§ EXERCISE PROMPT:
Starting at the line that contains "Practice. Put a dot on the pink", copy each line through the final one exactly as written.

§ EXTRACTED RECORDS:
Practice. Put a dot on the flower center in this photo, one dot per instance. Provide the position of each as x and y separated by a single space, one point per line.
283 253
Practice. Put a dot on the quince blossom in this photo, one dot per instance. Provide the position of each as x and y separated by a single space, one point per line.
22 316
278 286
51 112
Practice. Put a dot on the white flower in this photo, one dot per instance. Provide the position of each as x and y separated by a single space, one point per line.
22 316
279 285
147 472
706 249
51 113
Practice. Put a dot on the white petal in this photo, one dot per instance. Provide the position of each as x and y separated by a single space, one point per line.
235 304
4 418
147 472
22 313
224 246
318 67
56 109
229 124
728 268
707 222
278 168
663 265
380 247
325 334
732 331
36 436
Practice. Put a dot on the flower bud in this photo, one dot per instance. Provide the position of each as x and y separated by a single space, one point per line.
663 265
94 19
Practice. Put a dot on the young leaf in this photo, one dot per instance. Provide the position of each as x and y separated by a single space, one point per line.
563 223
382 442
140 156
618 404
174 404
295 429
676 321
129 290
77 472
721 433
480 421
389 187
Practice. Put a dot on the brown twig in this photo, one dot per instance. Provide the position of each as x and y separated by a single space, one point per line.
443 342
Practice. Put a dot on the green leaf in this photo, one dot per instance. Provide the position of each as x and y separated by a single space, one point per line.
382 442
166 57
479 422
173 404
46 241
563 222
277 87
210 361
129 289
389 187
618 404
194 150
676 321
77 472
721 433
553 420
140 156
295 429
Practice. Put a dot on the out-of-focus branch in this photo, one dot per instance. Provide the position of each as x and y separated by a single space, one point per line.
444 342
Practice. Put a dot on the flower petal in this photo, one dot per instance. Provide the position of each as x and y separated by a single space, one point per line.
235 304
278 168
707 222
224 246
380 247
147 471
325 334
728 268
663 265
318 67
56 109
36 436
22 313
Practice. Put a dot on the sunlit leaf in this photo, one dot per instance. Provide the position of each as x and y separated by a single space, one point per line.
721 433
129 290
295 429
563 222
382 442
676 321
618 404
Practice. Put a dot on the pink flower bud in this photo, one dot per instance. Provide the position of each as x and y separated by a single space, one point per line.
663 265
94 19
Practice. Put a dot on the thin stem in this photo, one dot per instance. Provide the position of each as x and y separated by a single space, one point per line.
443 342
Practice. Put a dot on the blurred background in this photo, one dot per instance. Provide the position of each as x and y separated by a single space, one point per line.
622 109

§ TASK RESPONSE:
Practice. Put a dot on the pink flower bud in this photo, one dot per instance. Provide the position of each as x and y separated by a single space, one point per line.
663 265
94 19
Practice. Put a dot on the thin stem in this photo, one dot per instance. Provide the position of each as x and y separated by a single space, one point per line.
443 342
Practice. Put a dot on the blurred background in this photo, one dot per instance. Provide the position of each as x and y separated by a single space, one point per line.
622 109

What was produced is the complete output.